**Instructions to follow:**
Give all of the records again precisely, excluding whatever pictures they contain.

**The data:**
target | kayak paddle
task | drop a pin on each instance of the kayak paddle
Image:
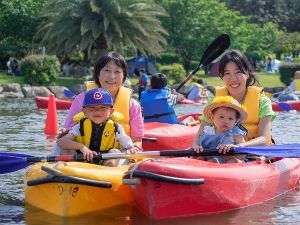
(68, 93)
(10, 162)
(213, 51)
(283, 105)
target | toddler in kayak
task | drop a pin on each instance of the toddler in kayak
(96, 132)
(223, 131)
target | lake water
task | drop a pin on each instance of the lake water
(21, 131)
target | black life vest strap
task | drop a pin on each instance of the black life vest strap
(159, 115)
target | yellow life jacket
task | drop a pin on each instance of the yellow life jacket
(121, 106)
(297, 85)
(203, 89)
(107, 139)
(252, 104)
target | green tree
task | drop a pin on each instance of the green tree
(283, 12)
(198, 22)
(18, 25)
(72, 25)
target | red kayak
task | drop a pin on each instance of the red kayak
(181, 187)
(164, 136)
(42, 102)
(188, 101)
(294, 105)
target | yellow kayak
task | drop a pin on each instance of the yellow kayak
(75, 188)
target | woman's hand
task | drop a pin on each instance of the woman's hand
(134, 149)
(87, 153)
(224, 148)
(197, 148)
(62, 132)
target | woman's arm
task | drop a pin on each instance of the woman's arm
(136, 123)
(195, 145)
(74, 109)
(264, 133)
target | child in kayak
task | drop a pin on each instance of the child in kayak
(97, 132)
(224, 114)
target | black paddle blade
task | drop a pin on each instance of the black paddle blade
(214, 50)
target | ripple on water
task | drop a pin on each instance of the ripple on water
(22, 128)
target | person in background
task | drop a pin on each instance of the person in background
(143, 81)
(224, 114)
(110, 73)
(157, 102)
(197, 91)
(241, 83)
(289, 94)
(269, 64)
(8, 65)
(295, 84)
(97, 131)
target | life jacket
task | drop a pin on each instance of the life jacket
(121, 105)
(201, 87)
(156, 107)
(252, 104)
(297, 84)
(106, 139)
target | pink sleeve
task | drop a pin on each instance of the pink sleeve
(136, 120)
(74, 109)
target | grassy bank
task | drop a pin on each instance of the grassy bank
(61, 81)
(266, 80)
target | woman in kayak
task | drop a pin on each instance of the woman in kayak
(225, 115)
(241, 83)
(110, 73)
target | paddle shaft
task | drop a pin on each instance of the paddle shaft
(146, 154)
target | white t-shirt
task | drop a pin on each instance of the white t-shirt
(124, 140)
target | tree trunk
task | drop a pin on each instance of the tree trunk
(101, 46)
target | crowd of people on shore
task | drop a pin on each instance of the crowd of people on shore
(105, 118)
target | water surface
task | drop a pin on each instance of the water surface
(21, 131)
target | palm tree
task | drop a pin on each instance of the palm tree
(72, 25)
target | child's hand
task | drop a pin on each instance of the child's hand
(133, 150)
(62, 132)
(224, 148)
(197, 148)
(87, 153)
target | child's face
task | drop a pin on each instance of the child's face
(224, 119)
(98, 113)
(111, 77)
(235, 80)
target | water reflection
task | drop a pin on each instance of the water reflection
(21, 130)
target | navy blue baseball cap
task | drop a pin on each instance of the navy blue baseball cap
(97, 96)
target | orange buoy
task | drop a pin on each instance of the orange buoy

**Task result:**
target | kayak paddle
task | drop a pin on each instance of the kayak paddle
Image:
(68, 93)
(10, 162)
(213, 51)
(283, 105)
target | toddler in kayak
task | drop a pin on each instance of the toddler in kayak
(96, 132)
(223, 131)
target | lake water
task | drop a pin on each instance of the lake water
(21, 131)
target | black life vest strap
task | drop a pin on each instance of the black life vest strap
(159, 115)
target | yellow life jacket
task | drop a pin on each instance of the yellow life jacket
(121, 106)
(297, 85)
(203, 89)
(107, 139)
(252, 104)
target | green tree
task | drop a pin on each instance of the green tree
(283, 12)
(198, 22)
(18, 25)
(72, 25)
target | red kayak
task | drop a pin on each instance of the red kayak
(181, 187)
(164, 136)
(42, 102)
(188, 101)
(294, 105)
target | yellow kayak
task | drop a pin on each instance of the yellow kayak
(75, 188)
target | woman's hand
task | drop a pin on each instance of the woman's hand
(134, 149)
(87, 153)
(224, 148)
(197, 148)
(62, 132)
target | woman's arm
task | drop a pin on each instance of the woman's arm
(136, 123)
(195, 145)
(74, 109)
(264, 133)
target | child in kayak
task | drop a pin on each instance of the child in kayak
(97, 132)
(224, 114)
target | black paddle blade
task | drop a pin on each instance of the black paddle blade
(214, 50)
target | ripple on water
task | drop a pin on each instance of the ripple on water
(22, 128)
target | person in background
task | drop a pin on each instance of the person in background
(143, 81)
(224, 114)
(110, 73)
(157, 102)
(197, 91)
(241, 83)
(289, 94)
(269, 64)
(8, 65)
(295, 84)
(97, 131)
target | life jacket
task | drop a pin on each instance of the life jacket
(121, 105)
(201, 87)
(156, 107)
(252, 104)
(297, 84)
(106, 139)
target | pink sleeve
task | drop a pin on each instance of the pink sleeve
(136, 120)
(74, 109)
target | grassy bank
task | drop a pin on each instance of the grassy bank
(61, 81)
(266, 80)
target | woman in kayak
task | drop a pin on each instance of the woman in kayak
(225, 115)
(241, 83)
(110, 73)
target | paddle shaft
task | drop a pin on each instance of the paddle shaft
(146, 154)
target | white t-shirt
task | drop a pin on each instance of the white t-shirt
(124, 140)
target | tree trunk
task | drop a pin on each instance of the tree trunk
(101, 46)
target | crowd of people on shore
task | drop a pin on each instance of the crowd of people on shore
(105, 118)
target | water surface
task | drop a pin on each instance of the water surface
(21, 131)
target | palm tree
task | drop a pin on each instance of the palm tree
(72, 25)
target | child's hand
task | drop a pin on each instance of the child's hand
(133, 150)
(62, 132)
(224, 148)
(197, 148)
(87, 153)
target | child's face
task | drop a pin on each instance of the child's face
(224, 119)
(98, 113)
(111, 77)
(235, 80)
target | water reflection
task | drop a pin on each instance of the water reflection
(21, 130)
target | navy blue baseball cap
task | drop a pin on each instance of the navy blue baseball cap
(97, 96)
target | orange buoy
task | drop a pin on each instance of the orange buoy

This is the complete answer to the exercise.